SHORT EXERCISE: Only the lines from the one with "One pin marks each instance of the silver" through the final line should be given again, exactly as they appear, minus the pictures.

STORED ROWS:
......
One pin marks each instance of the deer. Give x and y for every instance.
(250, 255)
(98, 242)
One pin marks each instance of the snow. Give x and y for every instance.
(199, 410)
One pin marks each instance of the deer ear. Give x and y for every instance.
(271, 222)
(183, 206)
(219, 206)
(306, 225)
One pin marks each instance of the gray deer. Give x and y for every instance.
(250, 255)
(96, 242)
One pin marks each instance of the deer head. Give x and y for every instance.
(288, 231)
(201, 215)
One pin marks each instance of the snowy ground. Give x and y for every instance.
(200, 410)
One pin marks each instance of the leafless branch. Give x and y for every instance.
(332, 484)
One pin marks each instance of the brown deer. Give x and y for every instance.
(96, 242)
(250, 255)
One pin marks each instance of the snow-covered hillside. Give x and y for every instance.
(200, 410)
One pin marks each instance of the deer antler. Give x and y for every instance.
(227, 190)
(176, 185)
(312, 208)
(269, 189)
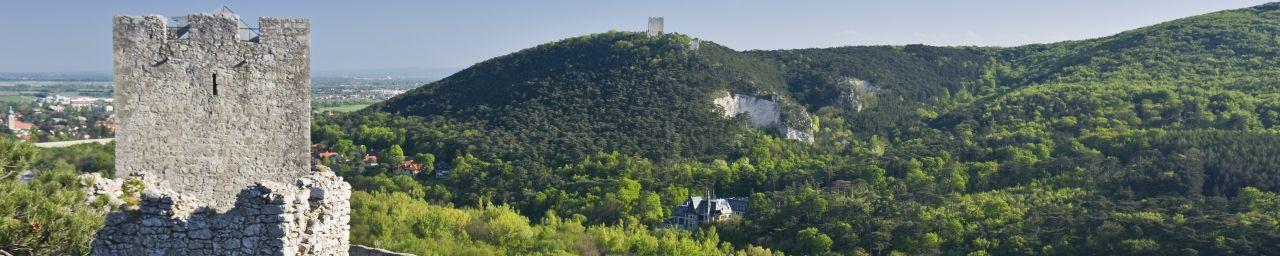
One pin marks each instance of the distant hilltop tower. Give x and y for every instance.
(208, 106)
(214, 118)
(654, 26)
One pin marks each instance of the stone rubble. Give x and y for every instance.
(306, 218)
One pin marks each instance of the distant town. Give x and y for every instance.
(54, 108)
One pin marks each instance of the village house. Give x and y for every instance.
(698, 210)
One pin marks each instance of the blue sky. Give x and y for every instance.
(76, 36)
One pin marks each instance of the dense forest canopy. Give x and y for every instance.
(1162, 140)
(1159, 140)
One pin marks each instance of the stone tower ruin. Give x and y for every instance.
(206, 110)
(214, 118)
(654, 26)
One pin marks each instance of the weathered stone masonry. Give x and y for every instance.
(205, 113)
(218, 128)
(309, 216)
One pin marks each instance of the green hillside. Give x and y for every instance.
(1155, 141)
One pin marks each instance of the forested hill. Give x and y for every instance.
(1159, 140)
(616, 91)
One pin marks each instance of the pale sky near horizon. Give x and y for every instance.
(76, 36)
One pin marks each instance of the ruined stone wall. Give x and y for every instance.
(654, 26)
(307, 216)
(184, 133)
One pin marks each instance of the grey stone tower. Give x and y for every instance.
(654, 26)
(206, 108)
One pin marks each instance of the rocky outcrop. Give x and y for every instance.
(97, 186)
(768, 113)
(309, 216)
(856, 94)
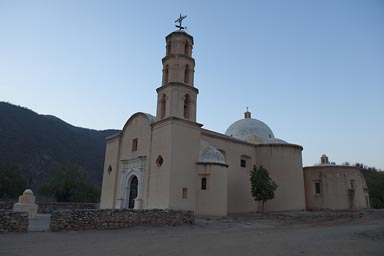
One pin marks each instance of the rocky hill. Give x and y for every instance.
(38, 143)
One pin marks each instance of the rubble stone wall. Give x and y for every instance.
(11, 221)
(49, 207)
(117, 218)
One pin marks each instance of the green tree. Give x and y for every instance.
(12, 184)
(68, 183)
(375, 184)
(262, 186)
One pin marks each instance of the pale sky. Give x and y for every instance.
(312, 70)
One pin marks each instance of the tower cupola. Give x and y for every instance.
(177, 95)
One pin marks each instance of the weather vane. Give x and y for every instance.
(180, 20)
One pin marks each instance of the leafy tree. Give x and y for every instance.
(375, 184)
(68, 183)
(12, 184)
(262, 186)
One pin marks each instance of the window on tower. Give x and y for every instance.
(134, 144)
(186, 74)
(187, 103)
(162, 106)
(186, 48)
(204, 183)
(166, 74)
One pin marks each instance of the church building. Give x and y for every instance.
(169, 161)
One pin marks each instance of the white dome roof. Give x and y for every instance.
(250, 127)
(210, 154)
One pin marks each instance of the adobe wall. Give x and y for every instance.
(336, 189)
(11, 221)
(283, 162)
(117, 218)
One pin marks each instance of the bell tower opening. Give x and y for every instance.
(186, 74)
(187, 106)
(178, 79)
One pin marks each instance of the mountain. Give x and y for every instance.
(38, 143)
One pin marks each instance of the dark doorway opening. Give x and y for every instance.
(132, 192)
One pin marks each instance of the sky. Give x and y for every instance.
(312, 70)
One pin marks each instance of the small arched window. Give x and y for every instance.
(186, 74)
(204, 183)
(166, 74)
(187, 109)
(162, 106)
(186, 48)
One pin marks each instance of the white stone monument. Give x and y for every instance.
(26, 204)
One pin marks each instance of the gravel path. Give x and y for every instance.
(241, 235)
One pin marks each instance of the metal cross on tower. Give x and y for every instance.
(180, 20)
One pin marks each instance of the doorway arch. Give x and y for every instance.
(133, 191)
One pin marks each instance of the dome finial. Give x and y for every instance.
(247, 114)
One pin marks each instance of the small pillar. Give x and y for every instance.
(26, 204)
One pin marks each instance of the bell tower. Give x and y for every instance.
(177, 95)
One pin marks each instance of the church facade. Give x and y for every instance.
(169, 161)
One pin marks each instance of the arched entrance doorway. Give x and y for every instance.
(132, 192)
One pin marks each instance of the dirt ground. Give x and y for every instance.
(290, 234)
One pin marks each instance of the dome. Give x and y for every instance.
(210, 154)
(250, 129)
(276, 141)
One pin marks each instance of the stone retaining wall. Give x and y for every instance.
(49, 207)
(117, 218)
(6, 205)
(11, 221)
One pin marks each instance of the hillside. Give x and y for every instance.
(37, 143)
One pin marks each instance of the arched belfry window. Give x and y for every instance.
(186, 48)
(204, 183)
(166, 74)
(186, 74)
(187, 108)
(162, 105)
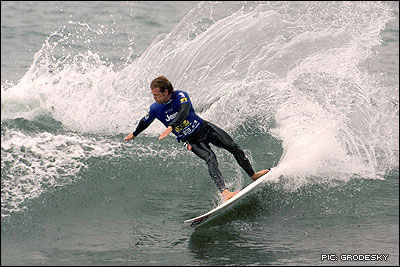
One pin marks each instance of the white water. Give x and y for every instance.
(299, 71)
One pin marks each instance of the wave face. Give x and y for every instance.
(304, 73)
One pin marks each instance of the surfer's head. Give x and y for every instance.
(161, 88)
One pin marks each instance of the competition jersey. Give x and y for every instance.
(168, 111)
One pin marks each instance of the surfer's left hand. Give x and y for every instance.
(165, 133)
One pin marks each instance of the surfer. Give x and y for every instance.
(174, 109)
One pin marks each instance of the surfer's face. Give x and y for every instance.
(160, 97)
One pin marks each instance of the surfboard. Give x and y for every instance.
(202, 219)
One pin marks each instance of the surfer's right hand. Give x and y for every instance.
(129, 137)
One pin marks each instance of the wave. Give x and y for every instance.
(298, 71)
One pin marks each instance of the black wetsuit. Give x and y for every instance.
(196, 133)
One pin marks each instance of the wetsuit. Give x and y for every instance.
(196, 133)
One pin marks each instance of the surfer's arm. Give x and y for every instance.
(183, 113)
(140, 128)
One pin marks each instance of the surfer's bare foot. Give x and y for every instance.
(259, 174)
(226, 194)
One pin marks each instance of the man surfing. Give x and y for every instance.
(174, 109)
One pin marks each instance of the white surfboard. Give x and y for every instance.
(195, 222)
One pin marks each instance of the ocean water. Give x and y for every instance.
(310, 89)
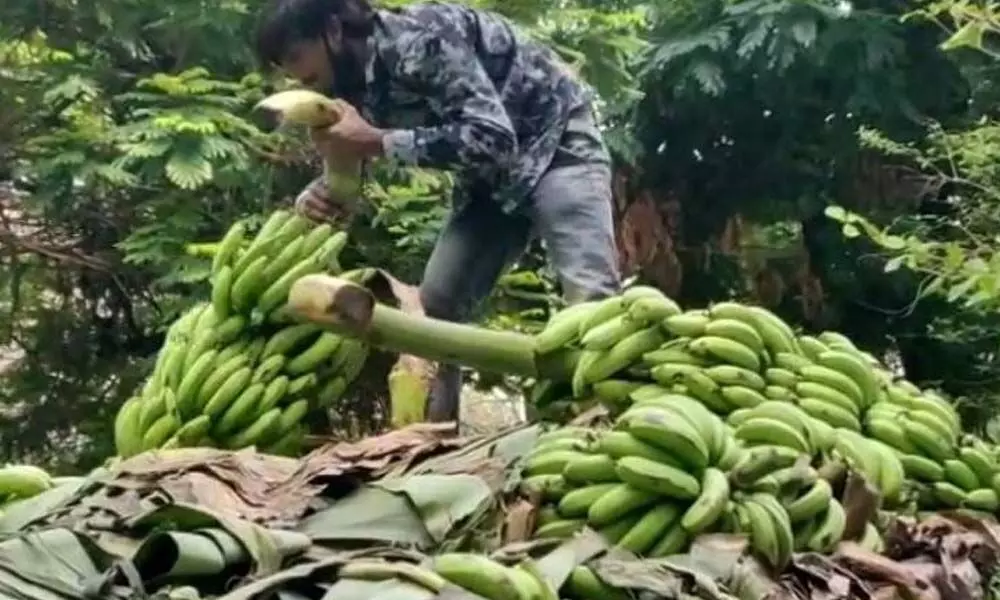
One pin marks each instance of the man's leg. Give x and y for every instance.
(477, 242)
(571, 210)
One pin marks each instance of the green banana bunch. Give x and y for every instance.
(20, 482)
(490, 579)
(232, 375)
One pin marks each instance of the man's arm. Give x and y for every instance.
(476, 132)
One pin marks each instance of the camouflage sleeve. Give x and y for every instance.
(476, 133)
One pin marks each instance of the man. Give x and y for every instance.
(448, 87)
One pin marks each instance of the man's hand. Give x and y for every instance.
(314, 203)
(351, 140)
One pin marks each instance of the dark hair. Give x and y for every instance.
(284, 22)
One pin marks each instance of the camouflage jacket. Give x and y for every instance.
(462, 90)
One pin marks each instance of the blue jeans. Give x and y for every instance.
(570, 210)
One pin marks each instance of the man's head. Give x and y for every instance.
(318, 42)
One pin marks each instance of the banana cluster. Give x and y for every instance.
(233, 373)
(741, 416)
(950, 470)
(252, 278)
(649, 485)
(19, 482)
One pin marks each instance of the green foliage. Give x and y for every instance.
(126, 134)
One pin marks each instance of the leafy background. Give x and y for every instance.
(834, 161)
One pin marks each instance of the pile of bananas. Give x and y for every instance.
(19, 482)
(728, 421)
(670, 469)
(234, 372)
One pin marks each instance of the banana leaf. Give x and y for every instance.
(18, 516)
(55, 564)
(178, 555)
(311, 580)
(238, 541)
(494, 458)
(392, 589)
(369, 514)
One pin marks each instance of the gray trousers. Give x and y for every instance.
(570, 210)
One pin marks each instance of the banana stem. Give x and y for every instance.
(350, 309)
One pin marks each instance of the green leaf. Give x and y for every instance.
(369, 514)
(188, 170)
(837, 213)
(969, 35)
(894, 264)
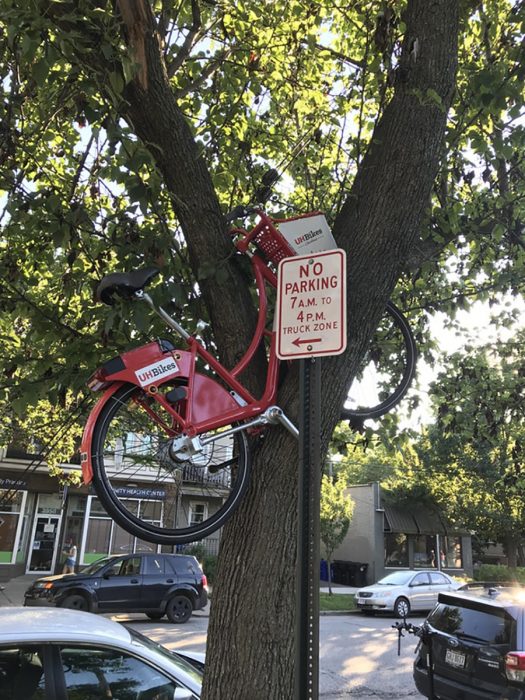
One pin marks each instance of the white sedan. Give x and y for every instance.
(403, 591)
(59, 654)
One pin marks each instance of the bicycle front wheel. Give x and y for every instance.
(387, 370)
(153, 492)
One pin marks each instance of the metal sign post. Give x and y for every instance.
(311, 323)
(307, 582)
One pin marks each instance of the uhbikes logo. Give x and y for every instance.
(308, 236)
(158, 370)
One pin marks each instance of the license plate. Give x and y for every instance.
(454, 658)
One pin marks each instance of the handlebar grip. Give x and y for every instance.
(239, 212)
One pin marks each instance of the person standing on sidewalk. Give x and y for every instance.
(70, 550)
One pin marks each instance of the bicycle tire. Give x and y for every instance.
(358, 415)
(123, 413)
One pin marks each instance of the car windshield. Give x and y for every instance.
(97, 565)
(143, 641)
(397, 578)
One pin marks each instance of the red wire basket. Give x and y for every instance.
(272, 244)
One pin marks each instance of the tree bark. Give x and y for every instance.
(251, 642)
(251, 633)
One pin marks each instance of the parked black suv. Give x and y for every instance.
(155, 584)
(473, 646)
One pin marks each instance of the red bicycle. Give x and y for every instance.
(166, 444)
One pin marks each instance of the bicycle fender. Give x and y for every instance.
(85, 445)
(144, 366)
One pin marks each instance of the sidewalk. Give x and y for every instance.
(14, 589)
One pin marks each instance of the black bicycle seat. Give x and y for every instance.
(125, 284)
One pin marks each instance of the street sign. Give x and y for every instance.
(311, 305)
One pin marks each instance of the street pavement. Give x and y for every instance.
(357, 656)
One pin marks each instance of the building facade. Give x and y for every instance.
(386, 538)
(38, 516)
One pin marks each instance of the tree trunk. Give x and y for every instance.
(251, 642)
(250, 650)
(511, 548)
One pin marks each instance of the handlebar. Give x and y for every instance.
(239, 212)
(262, 195)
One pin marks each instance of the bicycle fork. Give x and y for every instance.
(185, 446)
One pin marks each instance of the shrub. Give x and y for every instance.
(498, 572)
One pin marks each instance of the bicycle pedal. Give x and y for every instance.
(177, 394)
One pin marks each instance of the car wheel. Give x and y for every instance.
(401, 607)
(179, 609)
(75, 602)
(155, 616)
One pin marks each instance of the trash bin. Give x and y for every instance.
(324, 570)
(360, 575)
(349, 573)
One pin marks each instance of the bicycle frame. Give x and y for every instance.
(206, 404)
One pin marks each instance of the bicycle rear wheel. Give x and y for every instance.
(152, 494)
(387, 370)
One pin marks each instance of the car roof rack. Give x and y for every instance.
(490, 585)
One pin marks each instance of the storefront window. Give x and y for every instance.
(98, 537)
(10, 511)
(25, 533)
(396, 549)
(451, 554)
(106, 537)
(425, 551)
(121, 542)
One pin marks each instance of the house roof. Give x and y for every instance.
(418, 521)
(428, 523)
(400, 520)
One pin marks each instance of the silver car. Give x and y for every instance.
(54, 654)
(403, 591)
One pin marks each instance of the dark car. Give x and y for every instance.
(155, 584)
(473, 646)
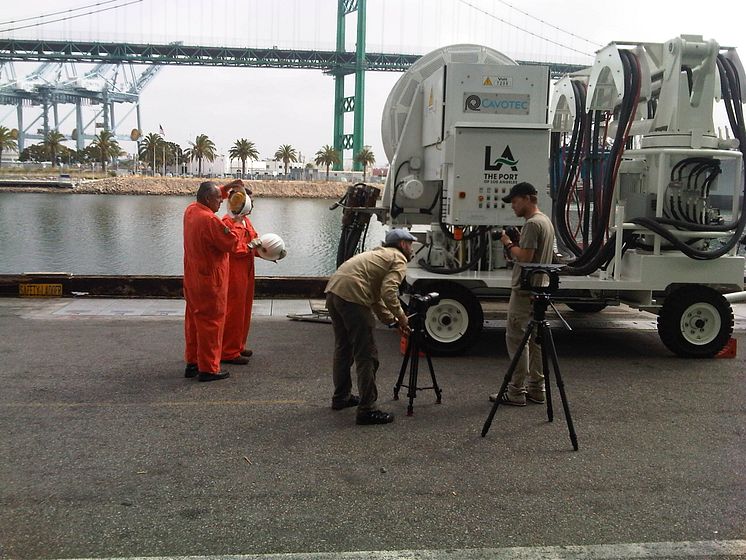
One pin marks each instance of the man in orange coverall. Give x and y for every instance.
(240, 278)
(207, 242)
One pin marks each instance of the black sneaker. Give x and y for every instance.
(352, 400)
(504, 399)
(238, 360)
(213, 376)
(374, 417)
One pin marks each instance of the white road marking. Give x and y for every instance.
(686, 549)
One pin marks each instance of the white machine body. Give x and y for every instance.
(466, 123)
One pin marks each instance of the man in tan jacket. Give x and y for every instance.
(367, 283)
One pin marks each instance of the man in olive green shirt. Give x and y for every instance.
(535, 246)
(367, 283)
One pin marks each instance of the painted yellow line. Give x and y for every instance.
(154, 404)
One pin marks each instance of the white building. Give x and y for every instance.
(216, 168)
......
EXERCISE ANSWER:
One pin marks each instance of the silver car. Give x and y for every instance.
(54, 654)
(403, 591)
One pin marks each instance of the dark car. Give x and y for every instance.
(155, 584)
(473, 646)
One pin marks each instance of the man in orange coverall. Give x and y for every instance.
(240, 278)
(207, 242)
One pin marks each instance of the black sneaker. Give x and y for every instance.
(352, 400)
(504, 399)
(238, 360)
(213, 376)
(374, 417)
One pin marks each instance of the white road marking. Give x and y for every instance.
(686, 549)
One pin marks each instance of the white machine body. Give x and y for every instance.
(466, 123)
One pin marks each instance of the man in tan jacket. Give x and y for every instance.
(367, 283)
One pin marks each instance of the man in olive green shirt. Give x and y for every instance.
(535, 246)
(367, 283)
One pin marks each instance of the painted yellow line. Give x and y for every instance.
(154, 404)
One pin marks each instance of the white building. Give x and y for every instance.
(216, 168)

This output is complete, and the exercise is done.